• Задание A
Выпишите из текста о проводах Пржевальского фрагмент, который начинается со слов «Осень 1888 года.» и заканчивается словами «запечатлеть момент расставания.».
• Задание B
В тексте о проводах Пржевальского упоминается телеграмма, полученная в Москве. Кто ее отправил?

• Исходный текст
————

Осень 1888 года. Последняя…

В Петербурге он задержался немного. Его столичная квартира быстро заполнялась ящиками с инструментами, оружием, книгами. Лопаты, кирки, веревки, посуда — все тщательно упаковывалось для дальней дороги. Николай Михайлович следил за сборами сам, внимательно осматривая и проверяя каждую вещь. Сейчас недоглядишь, потом уже поздно будет.

Восемнадцатого августа на Николаевском, ныне Московском вокзале собралось столько народу, что протолкаться к перрону было трудной задачей. Возле вагона, рядом с которым стояли Пржевальский и вместе с ним Роборовский с Козловым, а чуть сзади и Телешов, то и дело сверкали вспышки магния — репортеры спешили запечатлеть момент расставания.

Последние объятия, рукопожатия. Ударил колокол. Поезд тронулся. Роборовский, стоявший возле окна рядом с Николаем Михайловичем, взглянул ему в лицо и увидел в глазах его слезы. Тот смутился, сказал, оправдываясь: «Что же! Если вернемся, то снова увидимся со всеми. А если не вернемся, то все-таки умереть за такое славное дело лучше, чем дома. Теперь мы вооружены прекрасно, и жизнь наша дешево не достанется…»

В Москве его догнала телеграмма от управляющего Денисова, который сообщал о смерти Макарьевны. Хоть и ждал этой вести, а все равно горе тяжелой волной захлестнуло его. Хотел было тут же вернуться — еще можно успеть на похороны, но сумел себя удержать. Отправил письмо Денисову: «…тяжело, очень тяжело… Ведь я любил Макарьевну как мать родную… Тем дороже для меня была старуха, что и она любила меня искренно… Прощай, прощай, дорогая! — так и скажите от меня на могиле.

————

• Исходные данные

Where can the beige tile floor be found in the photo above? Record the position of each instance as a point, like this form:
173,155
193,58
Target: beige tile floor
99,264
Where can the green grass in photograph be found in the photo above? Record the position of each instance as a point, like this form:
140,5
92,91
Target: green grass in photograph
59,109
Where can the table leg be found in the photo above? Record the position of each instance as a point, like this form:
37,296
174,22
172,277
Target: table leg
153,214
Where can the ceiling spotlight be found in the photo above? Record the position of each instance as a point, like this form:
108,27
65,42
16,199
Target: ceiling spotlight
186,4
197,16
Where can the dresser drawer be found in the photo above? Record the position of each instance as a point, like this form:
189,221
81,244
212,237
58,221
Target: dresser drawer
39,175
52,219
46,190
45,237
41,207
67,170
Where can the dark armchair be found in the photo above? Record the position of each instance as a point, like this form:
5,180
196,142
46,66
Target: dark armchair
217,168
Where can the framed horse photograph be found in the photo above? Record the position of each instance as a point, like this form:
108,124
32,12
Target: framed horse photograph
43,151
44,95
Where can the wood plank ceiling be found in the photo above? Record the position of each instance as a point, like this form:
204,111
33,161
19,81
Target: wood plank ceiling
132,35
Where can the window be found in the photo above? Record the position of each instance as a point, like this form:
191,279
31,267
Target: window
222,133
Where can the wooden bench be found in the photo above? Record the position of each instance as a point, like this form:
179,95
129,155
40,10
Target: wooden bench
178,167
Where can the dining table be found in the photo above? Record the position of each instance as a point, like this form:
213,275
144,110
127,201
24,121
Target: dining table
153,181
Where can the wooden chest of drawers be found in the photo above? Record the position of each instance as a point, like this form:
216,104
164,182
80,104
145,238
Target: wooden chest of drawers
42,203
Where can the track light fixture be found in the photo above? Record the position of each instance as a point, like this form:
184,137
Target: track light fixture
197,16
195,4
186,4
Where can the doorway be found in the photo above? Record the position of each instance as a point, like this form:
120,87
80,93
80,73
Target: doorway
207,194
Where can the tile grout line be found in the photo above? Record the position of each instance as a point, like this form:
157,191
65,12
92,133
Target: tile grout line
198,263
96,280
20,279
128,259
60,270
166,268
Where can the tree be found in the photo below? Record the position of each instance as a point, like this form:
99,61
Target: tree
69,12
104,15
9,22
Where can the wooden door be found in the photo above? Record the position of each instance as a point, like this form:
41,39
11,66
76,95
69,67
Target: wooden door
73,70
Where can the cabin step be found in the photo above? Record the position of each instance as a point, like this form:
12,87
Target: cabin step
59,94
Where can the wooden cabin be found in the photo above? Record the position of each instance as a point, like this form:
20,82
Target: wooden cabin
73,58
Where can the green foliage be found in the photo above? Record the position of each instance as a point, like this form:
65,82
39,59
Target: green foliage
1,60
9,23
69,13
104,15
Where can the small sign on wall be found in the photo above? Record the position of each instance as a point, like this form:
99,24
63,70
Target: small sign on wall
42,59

————

• Ответ A
Осень 1888 года. Последняя…

В Петербурге он задержался немного. Его столичная квартира быстро заполнялась ящиками с инструментами, оружием, книгами. Лопаты, кирки, веревки, посуда — все тщательно упаковывалось для дальней дороги. Николай Михайлович следил за сборами сам, внимательно осматривая и проверяя каждую вещь. Сейчас недоглядишь, потом уже поздно будет.

Восемнадцатого августа на Николаевском, ныне Московском вокзале собралось столько народу, что протолкаться к перрону было трудной задачей. Возле вагона, рядом с которым стояли Пржевальский и вместе с ним Роборовский с Козловым, а чуть сзади и Телешов, то и дело сверкали вспышки магния — репортеры спешили запечатлеть момент расставания.

• Ответ B
Управляющий Денисов.